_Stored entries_
----

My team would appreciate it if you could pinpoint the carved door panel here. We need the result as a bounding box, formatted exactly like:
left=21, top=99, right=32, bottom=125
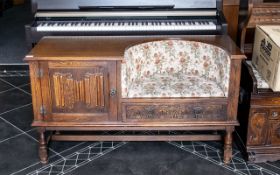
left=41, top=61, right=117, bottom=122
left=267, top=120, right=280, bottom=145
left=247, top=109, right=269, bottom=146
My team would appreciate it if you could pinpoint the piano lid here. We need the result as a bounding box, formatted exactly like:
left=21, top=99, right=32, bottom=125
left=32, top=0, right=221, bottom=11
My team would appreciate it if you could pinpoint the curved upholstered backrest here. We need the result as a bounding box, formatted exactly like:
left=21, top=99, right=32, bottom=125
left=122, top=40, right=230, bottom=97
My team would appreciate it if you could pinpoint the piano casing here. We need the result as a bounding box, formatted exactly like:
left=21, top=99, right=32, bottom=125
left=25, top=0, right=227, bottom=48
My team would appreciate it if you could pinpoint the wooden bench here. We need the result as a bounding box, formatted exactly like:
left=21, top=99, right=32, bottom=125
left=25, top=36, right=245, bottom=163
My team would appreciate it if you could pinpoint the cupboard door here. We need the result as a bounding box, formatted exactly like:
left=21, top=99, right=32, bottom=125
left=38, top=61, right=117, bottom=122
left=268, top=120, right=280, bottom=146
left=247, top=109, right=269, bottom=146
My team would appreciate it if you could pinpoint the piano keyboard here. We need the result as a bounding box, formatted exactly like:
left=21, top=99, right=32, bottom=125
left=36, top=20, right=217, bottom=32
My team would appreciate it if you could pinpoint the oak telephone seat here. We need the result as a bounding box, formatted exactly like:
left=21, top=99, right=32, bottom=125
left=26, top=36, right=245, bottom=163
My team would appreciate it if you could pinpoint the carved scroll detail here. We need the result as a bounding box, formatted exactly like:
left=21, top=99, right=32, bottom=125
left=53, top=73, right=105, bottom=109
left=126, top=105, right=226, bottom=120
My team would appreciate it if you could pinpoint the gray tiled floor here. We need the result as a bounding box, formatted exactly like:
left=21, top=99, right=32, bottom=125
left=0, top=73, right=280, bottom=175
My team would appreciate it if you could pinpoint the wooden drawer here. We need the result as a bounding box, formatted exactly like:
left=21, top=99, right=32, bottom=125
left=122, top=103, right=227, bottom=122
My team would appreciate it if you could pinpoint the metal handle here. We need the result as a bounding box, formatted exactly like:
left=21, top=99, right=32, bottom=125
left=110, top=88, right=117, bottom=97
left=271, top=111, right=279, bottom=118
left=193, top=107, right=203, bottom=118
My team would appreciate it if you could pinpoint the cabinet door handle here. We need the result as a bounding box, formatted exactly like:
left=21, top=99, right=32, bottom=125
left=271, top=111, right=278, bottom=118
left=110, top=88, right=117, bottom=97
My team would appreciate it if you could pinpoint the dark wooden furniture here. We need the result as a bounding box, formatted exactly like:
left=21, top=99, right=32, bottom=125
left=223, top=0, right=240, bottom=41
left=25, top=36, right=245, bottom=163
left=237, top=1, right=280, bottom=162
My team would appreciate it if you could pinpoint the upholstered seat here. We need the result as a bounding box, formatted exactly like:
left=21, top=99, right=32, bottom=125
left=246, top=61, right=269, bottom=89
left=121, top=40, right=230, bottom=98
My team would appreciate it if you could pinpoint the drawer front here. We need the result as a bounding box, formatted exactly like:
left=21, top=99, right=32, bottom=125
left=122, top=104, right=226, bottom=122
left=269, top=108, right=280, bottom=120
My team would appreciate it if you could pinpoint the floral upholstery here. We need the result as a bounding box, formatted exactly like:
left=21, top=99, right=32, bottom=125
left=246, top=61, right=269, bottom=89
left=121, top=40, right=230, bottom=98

----

_Exercise aim_
Convert the data from its first line through the line containing "left=32, top=0, right=221, bottom=11" into a JSON list of strings, one string per line, with the pictures omitted.

_Answer_
[
  "My team would appreciate it if you could pinpoint the carved door panel here. We need the result as a bounding box, formatted exactly like:",
  "left=21, top=99, right=32, bottom=125",
  "left=41, top=61, right=117, bottom=122",
  "left=267, top=120, right=280, bottom=145",
  "left=247, top=109, right=269, bottom=146",
  "My team would appreciate it if you could pinpoint the piano lid here. We need the result as a bounding box, formatted exactly like:",
  "left=21, top=99, right=32, bottom=125",
  "left=32, top=0, right=221, bottom=11"
]